## Materials provided
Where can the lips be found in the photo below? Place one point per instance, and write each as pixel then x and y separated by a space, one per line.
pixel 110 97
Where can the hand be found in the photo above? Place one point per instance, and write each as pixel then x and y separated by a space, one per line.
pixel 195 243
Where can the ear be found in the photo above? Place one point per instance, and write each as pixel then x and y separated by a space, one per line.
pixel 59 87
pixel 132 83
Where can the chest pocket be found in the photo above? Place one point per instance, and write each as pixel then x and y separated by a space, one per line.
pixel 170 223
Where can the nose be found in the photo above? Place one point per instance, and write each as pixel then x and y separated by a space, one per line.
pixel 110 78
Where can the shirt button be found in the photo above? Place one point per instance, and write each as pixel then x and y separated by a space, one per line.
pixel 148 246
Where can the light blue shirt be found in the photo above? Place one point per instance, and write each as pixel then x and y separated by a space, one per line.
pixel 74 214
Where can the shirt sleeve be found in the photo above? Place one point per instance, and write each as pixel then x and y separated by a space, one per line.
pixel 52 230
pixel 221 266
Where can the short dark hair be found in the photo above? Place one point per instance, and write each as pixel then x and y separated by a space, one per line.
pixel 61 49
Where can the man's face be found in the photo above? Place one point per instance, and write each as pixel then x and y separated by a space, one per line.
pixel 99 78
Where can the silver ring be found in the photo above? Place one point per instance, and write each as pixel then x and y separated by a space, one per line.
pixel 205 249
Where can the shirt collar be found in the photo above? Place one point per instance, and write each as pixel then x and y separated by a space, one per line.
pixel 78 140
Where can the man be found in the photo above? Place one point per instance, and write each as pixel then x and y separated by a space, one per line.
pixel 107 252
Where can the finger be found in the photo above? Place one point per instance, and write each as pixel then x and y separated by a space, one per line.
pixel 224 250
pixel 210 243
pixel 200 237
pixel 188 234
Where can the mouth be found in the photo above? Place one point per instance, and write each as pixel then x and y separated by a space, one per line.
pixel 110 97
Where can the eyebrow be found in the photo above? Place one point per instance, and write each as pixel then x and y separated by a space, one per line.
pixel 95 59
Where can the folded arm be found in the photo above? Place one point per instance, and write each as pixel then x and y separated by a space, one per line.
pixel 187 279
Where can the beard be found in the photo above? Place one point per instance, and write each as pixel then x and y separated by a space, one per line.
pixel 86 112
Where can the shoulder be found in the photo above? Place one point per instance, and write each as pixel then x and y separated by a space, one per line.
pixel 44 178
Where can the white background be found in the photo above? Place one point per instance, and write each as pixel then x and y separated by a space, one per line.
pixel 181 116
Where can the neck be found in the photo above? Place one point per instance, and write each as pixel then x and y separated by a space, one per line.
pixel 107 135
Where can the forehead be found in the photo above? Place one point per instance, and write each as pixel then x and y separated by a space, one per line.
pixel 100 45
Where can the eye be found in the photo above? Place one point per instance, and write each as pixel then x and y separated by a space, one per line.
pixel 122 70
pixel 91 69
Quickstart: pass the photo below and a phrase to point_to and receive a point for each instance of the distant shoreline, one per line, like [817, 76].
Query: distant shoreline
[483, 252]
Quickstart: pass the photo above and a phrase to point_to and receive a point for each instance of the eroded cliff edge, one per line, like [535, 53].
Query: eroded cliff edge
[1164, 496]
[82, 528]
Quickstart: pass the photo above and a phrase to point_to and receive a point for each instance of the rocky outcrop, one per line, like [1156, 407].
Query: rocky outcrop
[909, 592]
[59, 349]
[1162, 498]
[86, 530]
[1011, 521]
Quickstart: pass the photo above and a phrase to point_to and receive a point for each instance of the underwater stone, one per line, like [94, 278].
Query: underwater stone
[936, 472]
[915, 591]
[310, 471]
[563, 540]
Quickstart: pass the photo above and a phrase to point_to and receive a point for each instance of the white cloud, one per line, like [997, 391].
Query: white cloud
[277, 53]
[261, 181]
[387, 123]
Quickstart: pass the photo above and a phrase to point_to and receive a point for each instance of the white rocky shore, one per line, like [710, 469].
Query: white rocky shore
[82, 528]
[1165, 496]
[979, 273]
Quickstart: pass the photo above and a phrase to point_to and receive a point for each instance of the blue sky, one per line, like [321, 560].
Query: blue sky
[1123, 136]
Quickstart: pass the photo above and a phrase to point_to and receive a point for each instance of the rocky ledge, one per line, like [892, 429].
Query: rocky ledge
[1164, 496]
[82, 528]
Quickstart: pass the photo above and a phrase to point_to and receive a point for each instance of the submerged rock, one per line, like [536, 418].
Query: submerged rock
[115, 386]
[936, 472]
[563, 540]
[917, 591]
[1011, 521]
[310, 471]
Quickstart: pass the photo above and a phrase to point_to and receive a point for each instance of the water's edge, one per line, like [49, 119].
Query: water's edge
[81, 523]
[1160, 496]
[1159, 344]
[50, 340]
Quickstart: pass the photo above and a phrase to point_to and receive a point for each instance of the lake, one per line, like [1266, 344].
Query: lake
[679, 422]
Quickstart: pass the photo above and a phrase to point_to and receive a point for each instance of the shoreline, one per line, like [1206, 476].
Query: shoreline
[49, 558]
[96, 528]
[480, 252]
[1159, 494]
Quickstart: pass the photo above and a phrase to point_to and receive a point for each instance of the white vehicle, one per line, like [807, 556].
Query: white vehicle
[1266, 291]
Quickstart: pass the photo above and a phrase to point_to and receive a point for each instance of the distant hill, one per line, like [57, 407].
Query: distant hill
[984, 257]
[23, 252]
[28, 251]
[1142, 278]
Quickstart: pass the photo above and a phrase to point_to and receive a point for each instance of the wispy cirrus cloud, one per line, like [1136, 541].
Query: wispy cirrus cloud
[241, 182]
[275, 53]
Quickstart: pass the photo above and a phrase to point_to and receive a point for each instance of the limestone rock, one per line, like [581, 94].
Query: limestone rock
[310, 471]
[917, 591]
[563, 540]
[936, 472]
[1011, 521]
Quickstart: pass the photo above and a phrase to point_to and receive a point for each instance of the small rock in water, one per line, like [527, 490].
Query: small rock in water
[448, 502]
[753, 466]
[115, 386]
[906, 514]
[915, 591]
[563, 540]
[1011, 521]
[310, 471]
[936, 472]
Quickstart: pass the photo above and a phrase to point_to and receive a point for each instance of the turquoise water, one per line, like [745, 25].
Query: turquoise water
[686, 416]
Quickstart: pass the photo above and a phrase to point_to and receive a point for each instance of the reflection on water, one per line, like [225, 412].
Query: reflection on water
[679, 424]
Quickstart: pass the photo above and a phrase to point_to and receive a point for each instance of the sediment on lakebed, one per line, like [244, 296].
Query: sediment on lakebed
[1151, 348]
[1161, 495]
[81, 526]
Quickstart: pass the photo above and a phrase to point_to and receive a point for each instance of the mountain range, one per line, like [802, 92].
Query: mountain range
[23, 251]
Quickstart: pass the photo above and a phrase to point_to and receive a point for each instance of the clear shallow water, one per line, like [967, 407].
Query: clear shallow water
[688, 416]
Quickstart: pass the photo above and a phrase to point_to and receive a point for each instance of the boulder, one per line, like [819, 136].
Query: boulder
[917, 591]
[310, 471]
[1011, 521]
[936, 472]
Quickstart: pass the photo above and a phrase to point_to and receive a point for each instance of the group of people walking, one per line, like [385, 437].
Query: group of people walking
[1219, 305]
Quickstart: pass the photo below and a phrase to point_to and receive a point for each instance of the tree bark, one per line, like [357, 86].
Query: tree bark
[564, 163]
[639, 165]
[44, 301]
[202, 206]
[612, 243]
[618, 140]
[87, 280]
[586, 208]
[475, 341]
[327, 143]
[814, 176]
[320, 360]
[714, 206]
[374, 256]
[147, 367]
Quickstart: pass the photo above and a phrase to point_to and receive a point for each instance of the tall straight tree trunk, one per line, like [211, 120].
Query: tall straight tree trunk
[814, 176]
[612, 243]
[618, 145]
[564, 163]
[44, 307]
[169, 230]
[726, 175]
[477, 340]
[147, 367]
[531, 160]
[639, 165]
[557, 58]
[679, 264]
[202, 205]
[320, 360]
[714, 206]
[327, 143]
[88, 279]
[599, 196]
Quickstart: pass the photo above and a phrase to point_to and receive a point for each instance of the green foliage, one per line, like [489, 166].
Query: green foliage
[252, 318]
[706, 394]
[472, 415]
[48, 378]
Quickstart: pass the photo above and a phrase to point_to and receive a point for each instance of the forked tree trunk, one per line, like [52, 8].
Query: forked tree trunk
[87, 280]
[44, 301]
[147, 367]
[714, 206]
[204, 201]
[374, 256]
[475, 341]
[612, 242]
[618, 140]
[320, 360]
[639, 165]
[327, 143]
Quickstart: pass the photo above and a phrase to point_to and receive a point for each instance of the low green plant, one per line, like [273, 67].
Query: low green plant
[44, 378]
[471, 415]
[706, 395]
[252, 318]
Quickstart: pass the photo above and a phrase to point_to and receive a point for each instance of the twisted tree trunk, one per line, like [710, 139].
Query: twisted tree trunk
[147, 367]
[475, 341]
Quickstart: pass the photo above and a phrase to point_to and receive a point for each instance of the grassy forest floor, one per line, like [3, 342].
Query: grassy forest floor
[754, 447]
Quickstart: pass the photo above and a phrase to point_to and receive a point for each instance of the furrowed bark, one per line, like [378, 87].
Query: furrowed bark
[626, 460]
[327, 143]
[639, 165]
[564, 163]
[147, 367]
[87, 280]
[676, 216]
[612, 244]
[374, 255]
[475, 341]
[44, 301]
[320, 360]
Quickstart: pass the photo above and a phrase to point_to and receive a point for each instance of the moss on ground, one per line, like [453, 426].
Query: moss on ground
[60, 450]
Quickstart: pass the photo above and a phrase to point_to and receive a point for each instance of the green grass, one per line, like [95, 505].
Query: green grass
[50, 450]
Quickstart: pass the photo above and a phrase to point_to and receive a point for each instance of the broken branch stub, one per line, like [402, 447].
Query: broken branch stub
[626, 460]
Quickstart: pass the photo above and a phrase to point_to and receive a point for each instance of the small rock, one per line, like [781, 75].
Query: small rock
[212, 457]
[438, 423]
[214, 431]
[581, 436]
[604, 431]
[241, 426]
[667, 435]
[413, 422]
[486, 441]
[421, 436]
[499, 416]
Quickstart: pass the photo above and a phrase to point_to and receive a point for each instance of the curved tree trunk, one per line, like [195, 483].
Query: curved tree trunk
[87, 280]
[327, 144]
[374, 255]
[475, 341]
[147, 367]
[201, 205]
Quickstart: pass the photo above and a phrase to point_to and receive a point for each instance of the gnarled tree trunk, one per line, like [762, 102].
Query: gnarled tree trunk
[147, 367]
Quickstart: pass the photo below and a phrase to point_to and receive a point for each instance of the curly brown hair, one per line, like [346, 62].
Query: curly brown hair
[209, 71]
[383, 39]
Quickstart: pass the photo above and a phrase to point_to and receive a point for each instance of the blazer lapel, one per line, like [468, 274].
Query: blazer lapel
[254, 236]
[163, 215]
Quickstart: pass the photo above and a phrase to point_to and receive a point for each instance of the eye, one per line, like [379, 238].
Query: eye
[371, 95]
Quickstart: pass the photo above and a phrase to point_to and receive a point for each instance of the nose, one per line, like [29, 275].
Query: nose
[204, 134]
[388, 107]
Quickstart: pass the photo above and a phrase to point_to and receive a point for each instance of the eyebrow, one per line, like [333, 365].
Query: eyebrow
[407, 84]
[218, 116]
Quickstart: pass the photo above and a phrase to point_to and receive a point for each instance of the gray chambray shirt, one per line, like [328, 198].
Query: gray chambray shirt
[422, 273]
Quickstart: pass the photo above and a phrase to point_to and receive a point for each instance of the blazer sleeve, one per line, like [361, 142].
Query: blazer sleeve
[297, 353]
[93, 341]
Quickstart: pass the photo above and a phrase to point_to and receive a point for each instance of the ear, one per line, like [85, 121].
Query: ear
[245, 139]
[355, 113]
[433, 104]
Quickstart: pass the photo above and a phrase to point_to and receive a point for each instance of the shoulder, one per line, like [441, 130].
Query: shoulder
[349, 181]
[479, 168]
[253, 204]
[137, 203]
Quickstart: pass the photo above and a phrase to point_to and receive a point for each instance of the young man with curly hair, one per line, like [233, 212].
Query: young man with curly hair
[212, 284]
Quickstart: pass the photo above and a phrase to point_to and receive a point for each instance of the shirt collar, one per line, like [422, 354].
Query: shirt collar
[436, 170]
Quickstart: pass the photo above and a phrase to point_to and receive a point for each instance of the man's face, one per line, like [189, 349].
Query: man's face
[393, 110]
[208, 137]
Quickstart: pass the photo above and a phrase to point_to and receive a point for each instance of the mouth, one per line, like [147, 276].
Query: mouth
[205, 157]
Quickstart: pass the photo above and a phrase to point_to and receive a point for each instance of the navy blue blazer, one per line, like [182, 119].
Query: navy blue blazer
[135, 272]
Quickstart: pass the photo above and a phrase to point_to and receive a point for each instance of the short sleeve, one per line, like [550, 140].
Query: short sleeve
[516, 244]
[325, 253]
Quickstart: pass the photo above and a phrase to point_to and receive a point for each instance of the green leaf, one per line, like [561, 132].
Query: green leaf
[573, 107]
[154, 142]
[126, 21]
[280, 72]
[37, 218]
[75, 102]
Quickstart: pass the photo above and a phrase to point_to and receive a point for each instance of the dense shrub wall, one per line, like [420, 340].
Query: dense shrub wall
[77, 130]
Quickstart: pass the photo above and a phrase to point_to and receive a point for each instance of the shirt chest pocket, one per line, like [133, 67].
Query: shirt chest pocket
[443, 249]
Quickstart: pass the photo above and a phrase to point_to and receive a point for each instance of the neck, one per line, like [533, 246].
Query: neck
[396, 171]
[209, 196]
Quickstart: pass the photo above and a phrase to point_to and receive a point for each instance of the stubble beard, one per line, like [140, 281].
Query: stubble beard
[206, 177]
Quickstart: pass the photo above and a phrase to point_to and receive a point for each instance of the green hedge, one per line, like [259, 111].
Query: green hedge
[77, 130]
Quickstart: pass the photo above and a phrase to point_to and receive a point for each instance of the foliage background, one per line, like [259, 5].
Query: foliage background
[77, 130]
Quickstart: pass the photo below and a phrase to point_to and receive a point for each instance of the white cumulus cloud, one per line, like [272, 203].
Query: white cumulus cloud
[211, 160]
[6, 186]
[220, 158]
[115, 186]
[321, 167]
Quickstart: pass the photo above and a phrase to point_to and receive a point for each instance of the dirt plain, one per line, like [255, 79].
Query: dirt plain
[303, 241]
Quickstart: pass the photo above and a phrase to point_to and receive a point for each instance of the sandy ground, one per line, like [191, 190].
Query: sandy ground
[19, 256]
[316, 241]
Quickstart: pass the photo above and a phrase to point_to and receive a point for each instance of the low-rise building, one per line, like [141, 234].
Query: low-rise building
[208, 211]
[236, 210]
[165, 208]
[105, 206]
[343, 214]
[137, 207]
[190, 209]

## Stated exercise
Convert the items from their first line through the line containing "pixel 148 246", including that line, into a JSON list of strings with one string per line and blank lines omitted.

## Task answer
[
  "Where can the lips be found in the photo below? Place one point per instance, and write each as pixel then x and y separated by a space, one per line.",
  "pixel 110 97",
  "Where can the hand be found in the photo above? Place one point per instance, and write each as pixel then x and y separated by a space, one per line.",
  "pixel 195 243",
  "Where can the ear be found in the photo above? Place one point per instance, and write each as pixel then x and y separated by a space, one per line.",
  "pixel 59 87",
  "pixel 132 83",
  "Where can the chest pocket be found in the photo above? Place one point per instance, and write each as pixel then x and y separated by a space, one per line.",
  "pixel 170 223",
  "Where can the nose be found in the photo above? Place one point per instance, and write each as pixel then x and y separated by a space, one per line.",
  "pixel 110 78",
  "Where can the shirt button be found in the photo above? Place one point per instance, and write each as pixel then x and y separated by a space, one per line.",
  "pixel 148 246"
]